Dokumen Sumber:
Kupi Beungoh
Kunjungan Ramadhan ke AD Pirous: Keislaman, Keacehan, dan Keindonesiaan (VI)
Bagi kebanyakan orang Aceh, walaupun yang tidak sembahyang, tidak puasa, penjudi, dan bahkan peminum arak sekalipun, Islam adalah Aceh.
Ahmad Humam Hamid*)
RIWAYAT hidup Pirous adalah sebuah contoh unik tentang bagaimana seorang anak manusia lahir, remaja, muda, dan dewasa yang tumbuh dan berkembang dengan nilai-nilai keislaman, keacehan, dan keindonesiaan.
Ia lahir, mengalami masa kanak-kanak remaja di Meulaboh, mengalami masa muda awal di Medan, muda lanjut, dan dewasa di Bandung Jawa Barat, dan kemudian sekolah ke Amerika Serikat.
Ketika Pirous di Meulaboh, hampir semua nilai-utama kehidupan yang dialaminya adalah nilai-nilai keAcehan dan keIslaman yang sangat sukar untuk dipisahkan.
Bagi kebanyakan orang Aceh, walaupun yang tidak sembahyang, tidak puasa, penjudi, dan bahkan peminum arak sekalipun, Islam adalah Aceh, dan Aceh adalah Islam.

Tindakan yang Diperlukan:
1) Dalam tulisan tentang AD Pirous, di mana saja Pirous lahir, tumbuh, tinggal, dan bersekolah? Sebutkan semua tempatnya.
2) Tolong tuliskan kembali bagian tulisan tentang AD Pirous antara "Ahmad Humam Hamid*)" dan "keacehan, dan keindonesiaan.", termasuk kedua ujungnya.
Gunakan hanya tulisan tentang AD Pirous sebagai dasar jawaban.

Bahan:

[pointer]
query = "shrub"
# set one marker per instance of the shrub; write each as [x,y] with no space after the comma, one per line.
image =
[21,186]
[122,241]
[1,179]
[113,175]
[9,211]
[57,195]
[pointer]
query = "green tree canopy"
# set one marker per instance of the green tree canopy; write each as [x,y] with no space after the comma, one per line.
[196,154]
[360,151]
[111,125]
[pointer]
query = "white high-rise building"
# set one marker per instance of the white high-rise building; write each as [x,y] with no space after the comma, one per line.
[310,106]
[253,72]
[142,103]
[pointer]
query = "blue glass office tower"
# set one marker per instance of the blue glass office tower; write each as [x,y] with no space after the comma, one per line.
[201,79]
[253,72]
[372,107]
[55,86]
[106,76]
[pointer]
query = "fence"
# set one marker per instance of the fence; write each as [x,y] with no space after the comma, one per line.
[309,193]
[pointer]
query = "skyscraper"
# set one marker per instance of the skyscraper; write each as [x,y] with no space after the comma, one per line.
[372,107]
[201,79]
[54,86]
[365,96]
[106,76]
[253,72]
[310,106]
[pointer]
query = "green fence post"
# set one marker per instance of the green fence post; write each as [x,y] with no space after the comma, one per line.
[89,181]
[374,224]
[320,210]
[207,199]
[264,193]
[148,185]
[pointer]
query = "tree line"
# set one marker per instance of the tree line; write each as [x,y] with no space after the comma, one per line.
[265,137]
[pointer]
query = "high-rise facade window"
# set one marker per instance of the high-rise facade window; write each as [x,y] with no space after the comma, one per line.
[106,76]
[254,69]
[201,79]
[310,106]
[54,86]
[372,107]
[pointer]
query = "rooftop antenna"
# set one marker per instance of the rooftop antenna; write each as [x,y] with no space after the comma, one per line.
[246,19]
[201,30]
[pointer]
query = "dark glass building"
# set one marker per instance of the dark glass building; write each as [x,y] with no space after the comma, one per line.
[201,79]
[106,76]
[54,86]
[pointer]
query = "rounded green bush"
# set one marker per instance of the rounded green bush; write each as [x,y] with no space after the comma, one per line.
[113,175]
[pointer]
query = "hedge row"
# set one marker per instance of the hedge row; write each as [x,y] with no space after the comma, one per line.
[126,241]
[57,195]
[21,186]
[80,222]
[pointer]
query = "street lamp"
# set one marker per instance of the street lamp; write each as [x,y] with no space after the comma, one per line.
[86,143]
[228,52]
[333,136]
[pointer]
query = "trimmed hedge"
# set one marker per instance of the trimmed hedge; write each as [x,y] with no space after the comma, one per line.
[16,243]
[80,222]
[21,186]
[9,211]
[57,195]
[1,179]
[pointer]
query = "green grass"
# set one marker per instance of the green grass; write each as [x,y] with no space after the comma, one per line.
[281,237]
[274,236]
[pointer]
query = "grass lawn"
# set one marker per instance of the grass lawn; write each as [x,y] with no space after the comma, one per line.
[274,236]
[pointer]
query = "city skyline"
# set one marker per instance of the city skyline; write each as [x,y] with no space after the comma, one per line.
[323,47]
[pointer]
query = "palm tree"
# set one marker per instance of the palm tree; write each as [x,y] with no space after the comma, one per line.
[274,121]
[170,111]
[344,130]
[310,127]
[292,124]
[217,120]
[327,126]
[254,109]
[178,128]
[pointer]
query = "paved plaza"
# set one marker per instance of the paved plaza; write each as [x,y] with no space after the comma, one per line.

Hasil Jawaban:
1) Meulaboh, Medan, Bandung (Jawa Barat), Amerika Serikat

2)
Ahmad Humam Hamid*)
RIWAYAT hidup Pirous adalah sebuah contoh unik tentang bagaimana seorang anak manusia lahir, remaja, muda, dan dewasa yang tumbuh dan berkembang dengan nilai-nilai keislaman, keacehan, dan keindonesiaan.